**SET PROBLEM A**. Sum up the Incoterms article in two sentences.
**SET PROBLEM B**. Write out the part of the Incoterms article starting at "International trade has been" and ending at "across international borders.".

**EXTRACT TO READ**.
■ ■ ■ ■

Understanding Incoterms: Meaning, Types, and Rules for Global Trade

10 May, 2023

International trade has been an important part of the world economy for a long time. International trade has become more pervasive and intricate as a result of globalization’s ascent. The use of Incoterms is a crucial part of international trade. International Commercial Terms (Incoterms) is an agreed upon set of procedures for conducting business across international borders. 

The International Chamber of Commerce (ICC) established Incoterms, or “International Commercial Terms,” to standardize the rights and responsibilities of buyers and sellers in international trade.

In this comprehensive guide to Incoterms, we’ll explore what are incoterms, their meaning, their significance, incoterms types, and how they impact international trade and the difference between Incoterms 2010 and Incoterms 2020.

■ ■ ■ ■

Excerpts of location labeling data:

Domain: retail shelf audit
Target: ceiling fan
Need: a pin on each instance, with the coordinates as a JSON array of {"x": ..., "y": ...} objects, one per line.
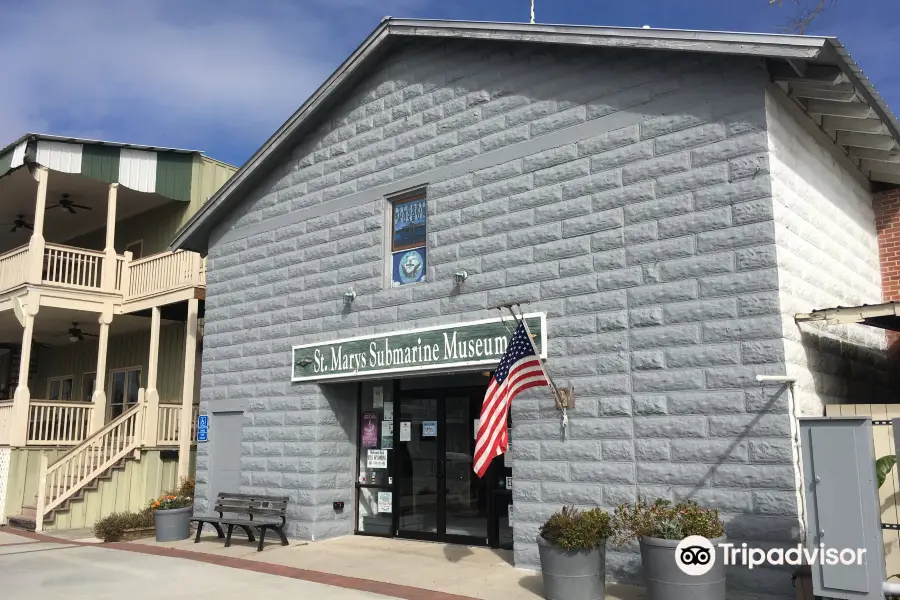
[
  {"x": 66, "y": 203},
  {"x": 76, "y": 334},
  {"x": 20, "y": 223}
]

■ ■ ■ ■

**EXERCISE OUTPUT A**. International trade has long been important to the world economy and has grown more widespread and complex with globalization, and Incoterms, a set of terms set up by the International Chamber of Commerce, are a key part of it because they standardize the rights and duties of buyers and sellers. The guide plans to cover what Incoterms mean, why they matter, their types, how they affect trade, and how the 2010 and 2020 versions differ.

**EXERCISE OUTPUT B**.
International trade has been an important part of the world economy for a long time. International trade has become more pervasive and intricate as a result of globalization’s ascent. The use of Incoterms is a crucial part of international trade. International Commercial Terms (Incoterms) is an agreed upon set of procedures for conducting business across international borders.